Rewrite everything in the material from the line containing "of the snow" down to the line containing "x=170 y=145", changing "white cloud" to "gray cloud" and leaving all else as it is.
>> start Records supplied
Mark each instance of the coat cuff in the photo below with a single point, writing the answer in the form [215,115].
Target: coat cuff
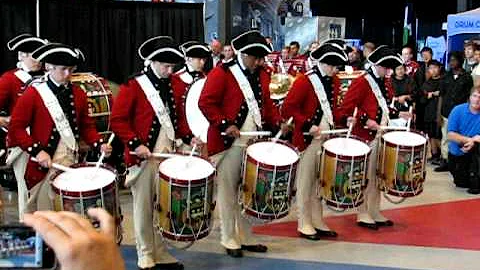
[134,143]
[34,149]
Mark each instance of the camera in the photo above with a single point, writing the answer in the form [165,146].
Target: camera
[23,248]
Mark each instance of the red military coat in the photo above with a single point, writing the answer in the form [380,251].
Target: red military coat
[133,117]
[221,100]
[302,103]
[10,90]
[30,111]
[361,95]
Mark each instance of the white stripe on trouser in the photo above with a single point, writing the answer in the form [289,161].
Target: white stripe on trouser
[19,166]
[369,211]
[235,228]
[151,249]
[310,209]
[444,143]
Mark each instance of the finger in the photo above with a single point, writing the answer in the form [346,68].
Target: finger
[83,222]
[51,234]
[107,223]
[67,223]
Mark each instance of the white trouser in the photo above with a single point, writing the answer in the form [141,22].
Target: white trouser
[40,197]
[19,166]
[151,249]
[310,209]
[369,211]
[235,228]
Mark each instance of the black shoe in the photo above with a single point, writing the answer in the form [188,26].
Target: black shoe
[235,253]
[442,168]
[313,237]
[386,223]
[371,226]
[255,248]
[473,191]
[169,266]
[326,233]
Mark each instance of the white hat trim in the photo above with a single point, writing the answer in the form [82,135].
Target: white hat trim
[11,48]
[77,53]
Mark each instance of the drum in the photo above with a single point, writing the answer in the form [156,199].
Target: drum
[87,187]
[269,171]
[402,159]
[185,198]
[343,172]
[99,98]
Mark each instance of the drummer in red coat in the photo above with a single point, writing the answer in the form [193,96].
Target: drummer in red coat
[310,102]
[12,85]
[370,95]
[145,118]
[196,55]
[223,103]
[56,113]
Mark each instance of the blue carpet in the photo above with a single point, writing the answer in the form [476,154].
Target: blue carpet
[206,261]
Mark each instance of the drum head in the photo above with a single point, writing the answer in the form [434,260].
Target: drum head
[196,120]
[346,147]
[186,168]
[84,179]
[271,153]
[404,138]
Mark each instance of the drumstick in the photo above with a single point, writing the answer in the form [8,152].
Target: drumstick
[410,111]
[58,166]
[350,126]
[252,133]
[102,156]
[157,155]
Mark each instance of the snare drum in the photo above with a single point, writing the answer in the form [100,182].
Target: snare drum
[85,188]
[343,172]
[402,159]
[185,198]
[269,171]
[99,99]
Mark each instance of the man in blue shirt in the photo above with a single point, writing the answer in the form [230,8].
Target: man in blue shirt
[464,149]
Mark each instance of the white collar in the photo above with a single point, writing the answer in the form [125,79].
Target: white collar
[374,71]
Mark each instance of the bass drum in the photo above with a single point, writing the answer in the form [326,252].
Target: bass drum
[197,122]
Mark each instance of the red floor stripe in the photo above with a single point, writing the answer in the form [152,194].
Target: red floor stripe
[447,225]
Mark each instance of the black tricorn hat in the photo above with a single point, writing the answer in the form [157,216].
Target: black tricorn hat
[195,49]
[162,49]
[251,43]
[59,54]
[385,57]
[25,43]
[330,54]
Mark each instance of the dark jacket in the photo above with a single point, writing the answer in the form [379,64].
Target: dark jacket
[455,91]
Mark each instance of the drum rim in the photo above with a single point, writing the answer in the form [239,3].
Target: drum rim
[183,182]
[88,192]
[355,157]
[392,144]
[269,166]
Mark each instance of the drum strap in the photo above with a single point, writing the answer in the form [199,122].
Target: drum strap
[56,112]
[380,99]
[23,76]
[158,107]
[247,93]
[322,97]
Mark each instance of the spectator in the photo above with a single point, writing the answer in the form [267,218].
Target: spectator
[76,243]
[410,65]
[463,130]
[470,62]
[454,91]
[430,93]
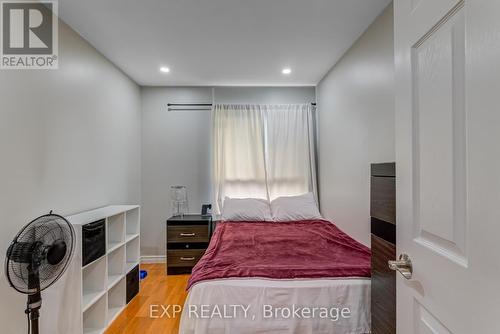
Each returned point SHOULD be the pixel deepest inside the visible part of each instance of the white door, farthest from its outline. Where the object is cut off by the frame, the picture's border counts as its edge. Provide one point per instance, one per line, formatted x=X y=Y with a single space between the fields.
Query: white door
x=448 y=165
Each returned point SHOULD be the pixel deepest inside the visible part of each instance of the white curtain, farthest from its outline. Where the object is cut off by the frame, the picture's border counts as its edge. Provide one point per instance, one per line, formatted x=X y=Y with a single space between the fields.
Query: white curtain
x=263 y=151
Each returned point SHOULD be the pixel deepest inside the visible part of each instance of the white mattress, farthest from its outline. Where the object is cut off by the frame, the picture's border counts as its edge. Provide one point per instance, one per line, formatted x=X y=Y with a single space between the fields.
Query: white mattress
x=220 y=315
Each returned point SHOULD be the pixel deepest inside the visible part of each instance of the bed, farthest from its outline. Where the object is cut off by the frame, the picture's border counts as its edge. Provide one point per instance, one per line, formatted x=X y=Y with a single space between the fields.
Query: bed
x=279 y=277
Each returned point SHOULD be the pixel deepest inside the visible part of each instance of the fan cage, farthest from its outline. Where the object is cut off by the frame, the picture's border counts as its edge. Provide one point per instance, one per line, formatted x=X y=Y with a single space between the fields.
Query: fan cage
x=45 y=229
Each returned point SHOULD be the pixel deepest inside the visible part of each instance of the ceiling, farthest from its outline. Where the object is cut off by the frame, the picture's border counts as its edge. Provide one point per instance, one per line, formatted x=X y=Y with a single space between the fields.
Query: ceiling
x=222 y=42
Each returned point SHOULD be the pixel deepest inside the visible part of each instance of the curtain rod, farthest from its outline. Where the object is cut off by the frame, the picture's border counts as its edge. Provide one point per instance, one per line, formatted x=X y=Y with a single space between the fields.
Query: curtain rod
x=204 y=106
x=199 y=104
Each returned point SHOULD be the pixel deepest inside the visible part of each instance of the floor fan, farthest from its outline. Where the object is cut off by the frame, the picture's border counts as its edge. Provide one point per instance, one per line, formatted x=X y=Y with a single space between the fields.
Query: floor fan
x=37 y=258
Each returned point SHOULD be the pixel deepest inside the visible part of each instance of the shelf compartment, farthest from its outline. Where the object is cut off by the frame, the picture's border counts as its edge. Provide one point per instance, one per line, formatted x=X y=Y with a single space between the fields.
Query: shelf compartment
x=94 y=318
x=129 y=266
x=116 y=300
x=133 y=222
x=133 y=251
x=116 y=231
x=130 y=237
x=116 y=266
x=94 y=282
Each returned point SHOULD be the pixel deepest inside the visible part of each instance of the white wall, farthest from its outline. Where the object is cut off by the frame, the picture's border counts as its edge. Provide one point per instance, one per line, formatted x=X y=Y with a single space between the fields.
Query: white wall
x=69 y=141
x=264 y=95
x=176 y=148
x=356 y=126
x=175 y=151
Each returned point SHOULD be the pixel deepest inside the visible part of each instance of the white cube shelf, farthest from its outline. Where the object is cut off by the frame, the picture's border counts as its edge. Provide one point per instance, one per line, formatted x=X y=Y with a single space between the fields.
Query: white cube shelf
x=94 y=318
x=90 y=297
x=116 y=265
x=116 y=300
x=115 y=231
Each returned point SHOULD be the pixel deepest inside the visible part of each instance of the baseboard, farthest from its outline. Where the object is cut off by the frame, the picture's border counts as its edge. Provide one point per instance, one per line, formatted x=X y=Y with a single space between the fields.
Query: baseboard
x=153 y=259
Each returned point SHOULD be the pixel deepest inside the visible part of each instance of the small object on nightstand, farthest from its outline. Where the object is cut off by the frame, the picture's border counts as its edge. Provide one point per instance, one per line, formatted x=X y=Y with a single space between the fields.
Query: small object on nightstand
x=206 y=209
x=178 y=195
x=187 y=239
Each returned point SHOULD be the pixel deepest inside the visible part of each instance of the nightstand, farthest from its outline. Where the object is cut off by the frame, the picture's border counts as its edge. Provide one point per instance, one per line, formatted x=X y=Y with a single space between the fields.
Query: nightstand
x=187 y=239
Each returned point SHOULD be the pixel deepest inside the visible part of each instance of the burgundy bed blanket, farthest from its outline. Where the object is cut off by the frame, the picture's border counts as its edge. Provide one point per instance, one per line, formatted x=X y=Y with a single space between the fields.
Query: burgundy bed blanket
x=288 y=250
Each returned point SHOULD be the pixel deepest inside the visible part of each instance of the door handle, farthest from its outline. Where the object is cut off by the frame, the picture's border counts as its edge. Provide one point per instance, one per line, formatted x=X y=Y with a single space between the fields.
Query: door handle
x=403 y=265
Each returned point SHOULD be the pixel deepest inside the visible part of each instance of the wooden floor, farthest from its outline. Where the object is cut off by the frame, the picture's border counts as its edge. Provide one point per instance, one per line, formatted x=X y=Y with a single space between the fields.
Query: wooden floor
x=156 y=289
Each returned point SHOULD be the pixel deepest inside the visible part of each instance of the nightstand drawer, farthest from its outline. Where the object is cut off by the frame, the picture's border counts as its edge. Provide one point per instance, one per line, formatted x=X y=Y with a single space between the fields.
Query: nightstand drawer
x=188 y=233
x=184 y=258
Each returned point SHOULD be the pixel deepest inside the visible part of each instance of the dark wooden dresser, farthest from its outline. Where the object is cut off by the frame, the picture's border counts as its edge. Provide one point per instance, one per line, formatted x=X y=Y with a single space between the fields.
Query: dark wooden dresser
x=187 y=239
x=383 y=239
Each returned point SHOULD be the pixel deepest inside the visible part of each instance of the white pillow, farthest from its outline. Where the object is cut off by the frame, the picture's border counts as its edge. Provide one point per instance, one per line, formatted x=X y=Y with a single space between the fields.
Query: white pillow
x=291 y=208
x=246 y=209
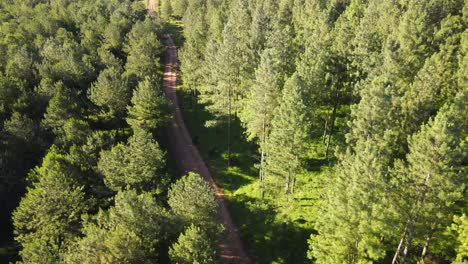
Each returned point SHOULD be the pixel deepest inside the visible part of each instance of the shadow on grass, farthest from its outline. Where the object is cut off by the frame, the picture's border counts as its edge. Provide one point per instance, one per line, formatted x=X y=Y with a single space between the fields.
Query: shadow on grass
x=273 y=240
x=175 y=29
x=265 y=236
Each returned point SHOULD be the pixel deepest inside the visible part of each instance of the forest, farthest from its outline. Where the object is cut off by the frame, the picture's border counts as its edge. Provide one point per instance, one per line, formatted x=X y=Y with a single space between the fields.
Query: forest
x=337 y=130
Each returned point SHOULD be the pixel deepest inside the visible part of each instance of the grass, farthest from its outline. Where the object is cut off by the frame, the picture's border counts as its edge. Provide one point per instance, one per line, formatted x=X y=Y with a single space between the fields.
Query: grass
x=272 y=230
x=268 y=235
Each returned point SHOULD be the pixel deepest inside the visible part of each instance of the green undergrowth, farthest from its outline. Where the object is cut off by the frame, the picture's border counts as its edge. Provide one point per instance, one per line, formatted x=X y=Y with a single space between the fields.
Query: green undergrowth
x=273 y=230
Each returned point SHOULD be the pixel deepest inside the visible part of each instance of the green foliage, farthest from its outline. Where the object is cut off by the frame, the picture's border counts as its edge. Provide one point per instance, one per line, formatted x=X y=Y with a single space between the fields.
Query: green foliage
x=143 y=49
x=150 y=108
x=166 y=9
x=192 y=201
x=48 y=217
x=193 y=246
x=461 y=227
x=129 y=232
x=290 y=129
x=137 y=164
x=110 y=92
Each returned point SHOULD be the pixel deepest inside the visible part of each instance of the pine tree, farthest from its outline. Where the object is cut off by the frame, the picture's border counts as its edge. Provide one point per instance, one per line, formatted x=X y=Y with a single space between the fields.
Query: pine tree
x=128 y=232
x=227 y=77
x=110 y=92
x=289 y=131
x=193 y=246
x=136 y=165
x=150 y=109
x=48 y=217
x=433 y=183
x=192 y=201
x=262 y=101
x=461 y=227
x=179 y=7
x=143 y=49
x=61 y=108
x=166 y=9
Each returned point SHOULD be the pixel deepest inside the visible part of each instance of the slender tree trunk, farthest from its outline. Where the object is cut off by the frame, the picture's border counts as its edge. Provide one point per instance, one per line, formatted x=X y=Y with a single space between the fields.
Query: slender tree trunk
x=403 y=236
x=293 y=183
x=412 y=223
x=262 y=155
x=332 y=120
x=324 y=137
x=229 y=127
x=426 y=245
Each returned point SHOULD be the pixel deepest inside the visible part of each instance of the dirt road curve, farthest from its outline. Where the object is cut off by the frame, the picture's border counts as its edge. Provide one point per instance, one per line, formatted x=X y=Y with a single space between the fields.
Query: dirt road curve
x=151 y=6
x=188 y=159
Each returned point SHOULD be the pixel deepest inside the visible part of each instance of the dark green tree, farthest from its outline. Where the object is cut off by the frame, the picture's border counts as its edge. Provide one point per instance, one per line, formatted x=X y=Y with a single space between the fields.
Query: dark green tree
x=150 y=108
x=193 y=246
x=129 y=232
x=192 y=201
x=110 y=92
x=48 y=217
x=137 y=164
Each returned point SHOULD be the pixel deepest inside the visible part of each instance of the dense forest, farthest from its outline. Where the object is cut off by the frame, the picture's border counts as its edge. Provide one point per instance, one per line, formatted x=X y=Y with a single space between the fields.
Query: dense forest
x=83 y=176
x=374 y=92
x=337 y=130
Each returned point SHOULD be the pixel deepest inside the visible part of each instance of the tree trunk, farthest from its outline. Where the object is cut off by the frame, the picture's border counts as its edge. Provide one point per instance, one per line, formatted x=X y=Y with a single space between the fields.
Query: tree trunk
x=403 y=236
x=324 y=136
x=426 y=246
x=412 y=222
x=293 y=183
x=262 y=155
x=332 y=120
x=229 y=127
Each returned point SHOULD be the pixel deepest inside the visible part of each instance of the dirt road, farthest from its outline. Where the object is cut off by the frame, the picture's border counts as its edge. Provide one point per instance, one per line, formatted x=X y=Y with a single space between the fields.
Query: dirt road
x=188 y=159
x=151 y=6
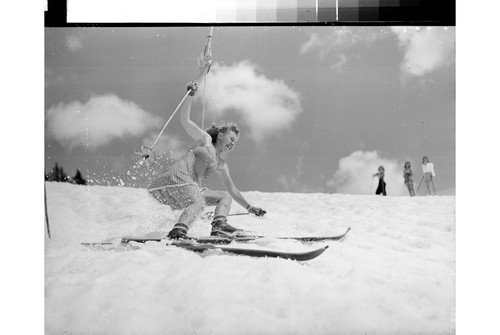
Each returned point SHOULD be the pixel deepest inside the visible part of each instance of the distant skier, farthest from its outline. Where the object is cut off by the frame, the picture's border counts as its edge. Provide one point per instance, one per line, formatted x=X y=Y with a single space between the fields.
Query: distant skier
x=181 y=185
x=381 y=189
x=408 y=178
x=429 y=174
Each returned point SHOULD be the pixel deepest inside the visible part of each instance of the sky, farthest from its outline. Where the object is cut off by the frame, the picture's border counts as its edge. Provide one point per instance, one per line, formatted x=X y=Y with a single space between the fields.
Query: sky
x=319 y=108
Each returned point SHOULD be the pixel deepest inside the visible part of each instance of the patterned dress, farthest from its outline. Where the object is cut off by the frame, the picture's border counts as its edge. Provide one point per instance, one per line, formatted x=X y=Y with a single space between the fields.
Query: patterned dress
x=183 y=181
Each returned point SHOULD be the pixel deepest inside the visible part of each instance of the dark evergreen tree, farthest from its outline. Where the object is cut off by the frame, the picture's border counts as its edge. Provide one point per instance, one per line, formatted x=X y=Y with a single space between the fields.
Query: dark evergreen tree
x=78 y=178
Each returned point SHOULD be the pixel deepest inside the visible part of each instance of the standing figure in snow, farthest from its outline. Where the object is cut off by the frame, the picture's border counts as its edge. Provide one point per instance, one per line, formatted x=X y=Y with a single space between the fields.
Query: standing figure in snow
x=381 y=183
x=181 y=185
x=429 y=174
x=408 y=177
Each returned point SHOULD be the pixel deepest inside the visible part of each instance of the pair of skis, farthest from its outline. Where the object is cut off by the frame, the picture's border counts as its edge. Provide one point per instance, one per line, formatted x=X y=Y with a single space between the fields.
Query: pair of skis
x=201 y=244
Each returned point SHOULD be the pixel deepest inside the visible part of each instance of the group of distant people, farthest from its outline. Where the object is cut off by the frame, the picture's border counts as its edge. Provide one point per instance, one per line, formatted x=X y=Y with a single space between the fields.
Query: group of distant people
x=427 y=177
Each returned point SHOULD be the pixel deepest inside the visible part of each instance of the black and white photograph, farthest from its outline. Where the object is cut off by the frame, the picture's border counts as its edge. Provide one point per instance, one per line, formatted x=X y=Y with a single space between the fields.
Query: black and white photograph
x=250 y=169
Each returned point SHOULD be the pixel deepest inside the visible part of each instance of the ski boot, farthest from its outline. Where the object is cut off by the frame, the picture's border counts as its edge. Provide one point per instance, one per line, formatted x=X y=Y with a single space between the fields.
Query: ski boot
x=178 y=232
x=221 y=228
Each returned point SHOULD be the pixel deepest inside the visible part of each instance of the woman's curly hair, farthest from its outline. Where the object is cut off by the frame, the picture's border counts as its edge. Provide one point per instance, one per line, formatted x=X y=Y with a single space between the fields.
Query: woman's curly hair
x=221 y=127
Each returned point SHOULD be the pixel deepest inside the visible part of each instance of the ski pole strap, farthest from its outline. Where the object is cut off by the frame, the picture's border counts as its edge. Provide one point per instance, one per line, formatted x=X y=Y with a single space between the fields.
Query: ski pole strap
x=168 y=121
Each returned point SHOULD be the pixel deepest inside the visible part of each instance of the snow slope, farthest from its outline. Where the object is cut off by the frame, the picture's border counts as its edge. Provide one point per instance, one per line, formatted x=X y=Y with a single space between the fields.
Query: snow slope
x=393 y=274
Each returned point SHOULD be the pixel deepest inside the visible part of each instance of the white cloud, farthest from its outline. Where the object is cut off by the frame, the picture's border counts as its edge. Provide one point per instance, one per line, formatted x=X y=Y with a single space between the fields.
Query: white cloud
x=97 y=122
x=333 y=44
x=425 y=49
x=73 y=43
x=354 y=174
x=267 y=106
x=170 y=145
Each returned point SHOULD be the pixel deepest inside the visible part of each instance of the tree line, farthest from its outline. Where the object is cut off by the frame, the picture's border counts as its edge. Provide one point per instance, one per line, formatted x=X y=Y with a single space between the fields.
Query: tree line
x=57 y=174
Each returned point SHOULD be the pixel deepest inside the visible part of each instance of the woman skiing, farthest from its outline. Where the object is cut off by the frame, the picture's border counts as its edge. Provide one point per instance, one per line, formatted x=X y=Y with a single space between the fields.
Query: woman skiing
x=429 y=174
x=181 y=185
x=381 y=183
x=408 y=177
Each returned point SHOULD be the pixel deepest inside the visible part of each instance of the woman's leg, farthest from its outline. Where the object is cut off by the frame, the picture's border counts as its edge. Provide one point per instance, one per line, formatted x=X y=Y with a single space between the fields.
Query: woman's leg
x=188 y=197
x=221 y=199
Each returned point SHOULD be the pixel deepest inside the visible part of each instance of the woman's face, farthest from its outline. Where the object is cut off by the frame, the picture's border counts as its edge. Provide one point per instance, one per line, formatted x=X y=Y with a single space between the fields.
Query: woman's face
x=227 y=140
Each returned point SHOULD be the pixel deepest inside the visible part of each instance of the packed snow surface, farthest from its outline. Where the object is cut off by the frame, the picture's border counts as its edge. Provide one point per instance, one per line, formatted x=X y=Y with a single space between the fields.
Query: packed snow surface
x=394 y=273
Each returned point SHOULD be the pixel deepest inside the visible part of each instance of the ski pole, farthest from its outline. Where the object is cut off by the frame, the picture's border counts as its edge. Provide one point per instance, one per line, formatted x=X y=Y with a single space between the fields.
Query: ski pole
x=46 y=214
x=168 y=121
x=432 y=182
x=210 y=215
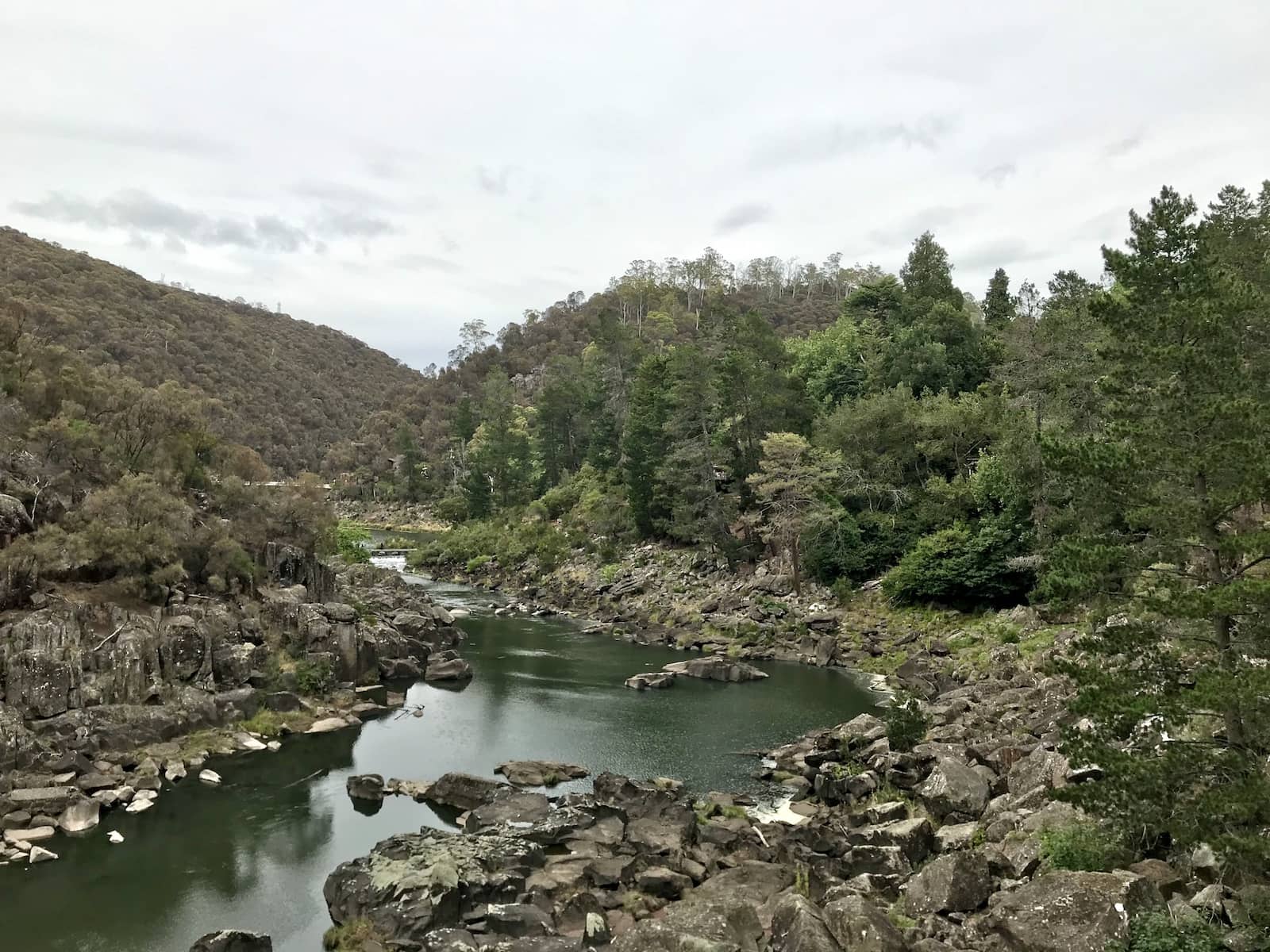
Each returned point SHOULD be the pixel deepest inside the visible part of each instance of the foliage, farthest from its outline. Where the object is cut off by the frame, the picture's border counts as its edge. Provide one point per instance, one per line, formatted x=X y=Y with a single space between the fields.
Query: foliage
x=1083 y=846
x=1160 y=932
x=314 y=677
x=1164 y=522
x=906 y=724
>> end Records supplied
**Task output**
Each returned point SHOULD be the pixel deepest inside the visible part of each instance of the snow slope, farthest from its outline. Where the object is cut off by the frame, the picture's border counts as its edge. Provide one point per instance, one per line, formatted x=X y=Y with a single space between the fields.
Query: snow slope
x=393 y=274
Each returned point SHOULD be the pixel deepest inside the visible part of each instance of the gray cloud, farthest from its outline. Where the object is cut off by the frame, the picture's border counts as its edge. Provide one point per instance, one per line, formatted x=X y=Y with a single space between the fields.
Query: gray cloud
x=97 y=122
x=333 y=44
x=425 y=49
x=73 y=43
x=354 y=174
x=267 y=106
x=170 y=145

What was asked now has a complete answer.